■ PAGE EXTRACT ■
Just like a turbo engine has "turbo lag" due to the time it takes for the turbo to spool up, I'm curious what is the "turbo lag" in Intel processors.
For instance, the i9-8950HK in my MacBook Pro 15" 2018 (running macOS Catalina 10.15.7) usually sits around 1.3 GHz when idle, but when I run a CPU-intensive program, the CPU frequency shoots up to, say 4.3 GHz or so (initially). The question is: how long does it take to go from 1.3 to 4.3 GHz? 1 microsecond? 1 milisecond? 100 miliseconds?
I'm not even sure this is up to the hardware or the operating system.
This is in the context of benchhmarking some CPU-intensive code which takes a few 10s of miliseconds to run. The thing is, right before this piece of CPU-intensive code is run, the CPU is essentially idle (and thus the clock speed will drop down to say 1.3 GHz). I'm wondering what slice of my benchmark is running at 1.3 GHz and what is running at 4.3 GHz: 1%/99%? 10%/90%? 50%/50%? Or even worse?

■ STORED DATA ■
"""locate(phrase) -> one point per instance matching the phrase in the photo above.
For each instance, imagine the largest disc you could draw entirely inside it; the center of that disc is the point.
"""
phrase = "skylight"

■ PROBLEM ■
Retype the stretch of the post on Intel turbo lag from "This is in the" through "Or even worse?". Work from the post on Intel turbo lag alone.

■ ANSWER TO THIS TASK ■
This is in the context of benchhmarking some CPU-intensive code which takes a few 10s of miliseconds to run. The thing is, right before this piece of CPU-intensive code is run, the CPU is essentially idle (and thus the clock speed will drop down to say 1.3 GHz). I'm wondering what slice of my benchmark is running at 1.3 GHz and what is running at 4.3 GHz: 1%/99%? 10%/90%? 50%/50%? Or even worse?